__Problem__
Write out the whole listing again, exactly as given.
※ ※ ※
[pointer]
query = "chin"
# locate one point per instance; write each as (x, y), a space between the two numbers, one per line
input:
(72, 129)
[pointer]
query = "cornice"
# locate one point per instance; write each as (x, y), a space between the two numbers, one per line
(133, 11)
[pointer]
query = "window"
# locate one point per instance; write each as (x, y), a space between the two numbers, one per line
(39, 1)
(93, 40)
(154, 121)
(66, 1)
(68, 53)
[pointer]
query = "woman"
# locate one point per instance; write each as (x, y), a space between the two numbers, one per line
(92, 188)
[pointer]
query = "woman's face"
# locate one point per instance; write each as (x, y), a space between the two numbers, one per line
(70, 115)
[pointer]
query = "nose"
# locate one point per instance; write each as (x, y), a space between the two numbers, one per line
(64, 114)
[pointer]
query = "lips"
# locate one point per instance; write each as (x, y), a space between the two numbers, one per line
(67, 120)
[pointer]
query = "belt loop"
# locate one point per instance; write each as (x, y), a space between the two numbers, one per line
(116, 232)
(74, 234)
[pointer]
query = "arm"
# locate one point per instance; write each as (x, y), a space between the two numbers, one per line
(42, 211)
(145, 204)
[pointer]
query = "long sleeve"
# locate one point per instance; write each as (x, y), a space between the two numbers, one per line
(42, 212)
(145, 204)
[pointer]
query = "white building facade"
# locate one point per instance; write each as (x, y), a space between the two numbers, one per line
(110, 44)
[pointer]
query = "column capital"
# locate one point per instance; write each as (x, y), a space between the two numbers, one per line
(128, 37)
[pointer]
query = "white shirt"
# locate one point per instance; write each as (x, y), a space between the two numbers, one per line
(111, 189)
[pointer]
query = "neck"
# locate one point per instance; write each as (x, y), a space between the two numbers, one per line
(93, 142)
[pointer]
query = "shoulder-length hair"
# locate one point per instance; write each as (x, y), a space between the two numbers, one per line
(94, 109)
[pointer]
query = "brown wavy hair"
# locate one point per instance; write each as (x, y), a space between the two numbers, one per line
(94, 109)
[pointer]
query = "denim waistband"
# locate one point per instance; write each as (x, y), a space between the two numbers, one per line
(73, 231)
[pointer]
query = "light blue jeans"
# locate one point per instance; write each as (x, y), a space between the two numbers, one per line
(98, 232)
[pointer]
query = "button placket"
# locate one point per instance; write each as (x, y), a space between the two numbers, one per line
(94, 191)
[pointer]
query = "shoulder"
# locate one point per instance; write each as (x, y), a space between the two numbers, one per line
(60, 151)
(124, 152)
※ ※ ※
__Worked solution__
[pointer]
query = "chin"
# locate one point per instance; write each as (x, y), a space between the two numbers, one per line
input:
(72, 129)
[pointer]
query = "cornice"
# locate one point per instance; write each as (x, y), a space between the two numbers, one per line
(133, 11)
[pointer]
query = "window"
# locate one point per instance; write each as (x, y), a space between the two numbers, one per line
(39, 1)
(93, 40)
(154, 121)
(66, 1)
(68, 53)
[pointer]
query = "woman"
# locate one point per instance; write each as (x, y), a space between the two numbers, one per line
(92, 188)
[pointer]
query = "woman's face"
# locate one point per instance; write each as (x, y), a space between the two numbers, one per line
(70, 115)
[pointer]
query = "nose"
# locate one point per instance; write each as (x, y), a space between the two numbers, one per line
(64, 114)
[pointer]
query = "lips"
# locate one point per instance; write each as (x, y), a space between the two numbers, one per line
(67, 120)
[pointer]
query = "belt loop"
# locate one point per instance; write each as (x, y), a space between the two numbers, one per line
(116, 232)
(74, 234)
[pointer]
query = "arm"
# locate one point per instance; write each as (x, y), a space between the two numbers, one per line
(42, 211)
(145, 204)
[pointer]
query = "long sleeve"
# locate one point per instance; write each as (x, y), a space between the two numbers, one per line
(42, 212)
(145, 204)
[pointer]
query = "white building facade"
# locate one point per instance; write each as (x, y), a space between the two numbers, one per line
(110, 44)
[pointer]
query = "column capital"
# locate one point per instance; write each as (x, y), a space between the two numbers, one per line
(128, 37)
[pointer]
query = "white shirt"
# locate one point per instance; write each as (x, y), a space between the two numbers, one per line
(111, 189)
[pointer]
query = "neck"
# locate one point per instance; write each as (x, y), a space between the two numbers, one per line
(93, 142)
[pointer]
query = "shoulder-length hair"
# locate one point per instance; write each as (x, y), a space between the two numbers, one per line
(94, 109)
[pointer]
query = "brown wavy hair"
# locate one point per instance; write each as (x, y), a space between the two numbers, one per line
(94, 109)
[pointer]
query = "denim waistband"
# locate one point per instance; write each as (x, y), a space between the two numbers, one per line
(73, 231)
[pointer]
query = "light blue jeans"
# locate one point per instance; write each as (x, y), a space between the two numbers, one per line
(98, 232)
[pointer]
query = "button placket"
# locate one point per instance; write each as (x, y), a space between the two numbers, one per line
(94, 191)
[pointer]
query = "shoulder"
# locate one point per instance; write each as (x, y), a space between the two numbers, one per line
(60, 151)
(124, 152)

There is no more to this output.